### Records to process
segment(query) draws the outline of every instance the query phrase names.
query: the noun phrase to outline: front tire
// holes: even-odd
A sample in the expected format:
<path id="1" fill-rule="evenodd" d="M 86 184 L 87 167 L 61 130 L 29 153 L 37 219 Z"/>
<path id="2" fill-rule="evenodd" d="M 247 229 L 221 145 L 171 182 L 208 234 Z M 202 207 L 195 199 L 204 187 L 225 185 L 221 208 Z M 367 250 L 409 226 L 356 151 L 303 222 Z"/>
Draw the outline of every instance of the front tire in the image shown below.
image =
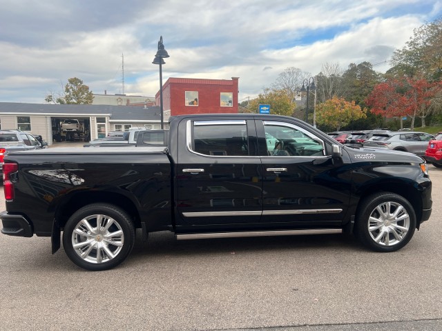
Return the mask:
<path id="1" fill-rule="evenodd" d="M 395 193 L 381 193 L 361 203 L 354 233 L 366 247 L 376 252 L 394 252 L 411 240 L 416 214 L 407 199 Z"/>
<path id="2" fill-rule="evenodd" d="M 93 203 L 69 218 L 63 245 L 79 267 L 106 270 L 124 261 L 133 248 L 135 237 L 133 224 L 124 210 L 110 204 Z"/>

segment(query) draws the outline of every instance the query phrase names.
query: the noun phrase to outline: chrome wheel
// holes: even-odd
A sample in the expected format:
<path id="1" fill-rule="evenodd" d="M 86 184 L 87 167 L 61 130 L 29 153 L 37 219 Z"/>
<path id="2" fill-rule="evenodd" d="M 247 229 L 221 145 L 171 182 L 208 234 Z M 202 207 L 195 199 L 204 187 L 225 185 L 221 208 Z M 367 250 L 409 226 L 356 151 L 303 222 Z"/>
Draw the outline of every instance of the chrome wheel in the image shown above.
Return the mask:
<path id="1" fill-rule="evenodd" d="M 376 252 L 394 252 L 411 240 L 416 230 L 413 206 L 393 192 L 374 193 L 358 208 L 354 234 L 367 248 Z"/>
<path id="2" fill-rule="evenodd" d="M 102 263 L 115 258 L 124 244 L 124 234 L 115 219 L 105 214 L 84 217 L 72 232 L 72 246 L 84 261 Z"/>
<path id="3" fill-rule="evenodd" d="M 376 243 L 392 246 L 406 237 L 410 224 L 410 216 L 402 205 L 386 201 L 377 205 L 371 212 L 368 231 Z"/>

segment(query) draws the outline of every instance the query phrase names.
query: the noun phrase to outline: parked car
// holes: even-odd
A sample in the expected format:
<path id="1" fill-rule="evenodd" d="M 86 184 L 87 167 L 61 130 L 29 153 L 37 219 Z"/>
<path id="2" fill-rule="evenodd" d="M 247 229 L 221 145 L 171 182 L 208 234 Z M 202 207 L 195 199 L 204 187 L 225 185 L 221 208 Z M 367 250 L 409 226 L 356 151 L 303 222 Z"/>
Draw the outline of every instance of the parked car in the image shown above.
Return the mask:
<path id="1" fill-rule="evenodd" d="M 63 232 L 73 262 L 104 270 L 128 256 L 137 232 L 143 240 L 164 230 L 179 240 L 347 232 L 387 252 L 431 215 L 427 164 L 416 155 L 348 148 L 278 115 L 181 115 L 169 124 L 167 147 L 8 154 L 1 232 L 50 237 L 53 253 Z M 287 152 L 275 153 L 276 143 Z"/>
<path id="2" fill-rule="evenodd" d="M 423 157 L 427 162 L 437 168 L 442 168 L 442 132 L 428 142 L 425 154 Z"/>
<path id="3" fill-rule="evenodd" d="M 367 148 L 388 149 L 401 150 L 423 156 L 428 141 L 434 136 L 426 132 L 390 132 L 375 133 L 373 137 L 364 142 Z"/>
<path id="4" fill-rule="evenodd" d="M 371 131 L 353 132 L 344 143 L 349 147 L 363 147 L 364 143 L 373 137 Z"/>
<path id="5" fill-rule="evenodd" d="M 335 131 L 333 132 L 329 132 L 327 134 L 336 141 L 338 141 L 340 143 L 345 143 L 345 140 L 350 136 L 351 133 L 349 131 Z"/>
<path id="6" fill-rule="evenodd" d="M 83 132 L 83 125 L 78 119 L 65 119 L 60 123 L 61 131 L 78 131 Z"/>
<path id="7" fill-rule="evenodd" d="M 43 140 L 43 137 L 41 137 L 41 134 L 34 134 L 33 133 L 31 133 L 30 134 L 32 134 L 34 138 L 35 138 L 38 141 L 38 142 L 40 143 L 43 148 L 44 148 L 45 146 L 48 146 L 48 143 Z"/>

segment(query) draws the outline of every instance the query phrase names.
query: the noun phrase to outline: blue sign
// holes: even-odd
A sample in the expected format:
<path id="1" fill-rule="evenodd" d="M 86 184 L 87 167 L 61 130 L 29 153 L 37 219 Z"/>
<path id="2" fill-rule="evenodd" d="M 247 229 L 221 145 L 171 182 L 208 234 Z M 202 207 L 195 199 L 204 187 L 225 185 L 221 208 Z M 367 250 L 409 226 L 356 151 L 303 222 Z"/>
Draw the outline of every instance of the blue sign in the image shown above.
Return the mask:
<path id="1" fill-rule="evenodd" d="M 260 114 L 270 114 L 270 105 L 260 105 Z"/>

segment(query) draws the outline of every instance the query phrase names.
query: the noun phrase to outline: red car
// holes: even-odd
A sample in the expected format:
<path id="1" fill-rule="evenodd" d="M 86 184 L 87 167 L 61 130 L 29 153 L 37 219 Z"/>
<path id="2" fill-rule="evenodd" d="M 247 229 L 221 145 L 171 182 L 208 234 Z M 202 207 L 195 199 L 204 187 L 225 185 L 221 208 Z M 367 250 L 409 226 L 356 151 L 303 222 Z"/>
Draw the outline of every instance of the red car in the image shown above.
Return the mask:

### Objective
Reproduce the listing from its very first line through the line that contains "93 203 L 69", including both ends, and leave the pictures out of your answer.

### Reply
segment(query) draws the outline of every instance the query phrase names.
query: the noun phrase to outline: front tire
// holes: even-odd
A sample in the expected format:
<path id="1" fill-rule="evenodd" d="M 86 184 L 87 167 L 61 130 L 29 153 L 37 219 Z"/>
<path id="2" fill-rule="evenodd" d="M 247 229 L 221 145 L 171 182 L 208 234 Z M 202 207 L 195 199 L 204 187 L 225 185 L 221 208 Z M 367 250 L 409 226 L 356 151 L 303 222 Z"/>
Draw the outline of every instance of the front tire in the image shown below.
image =
Return the mask:
<path id="1" fill-rule="evenodd" d="M 395 193 L 381 193 L 361 203 L 354 233 L 366 247 L 376 252 L 394 252 L 411 240 L 416 214 L 407 199 Z"/>
<path id="2" fill-rule="evenodd" d="M 93 203 L 69 218 L 63 245 L 79 267 L 106 270 L 124 261 L 133 248 L 135 237 L 133 224 L 124 210 L 110 204 Z"/>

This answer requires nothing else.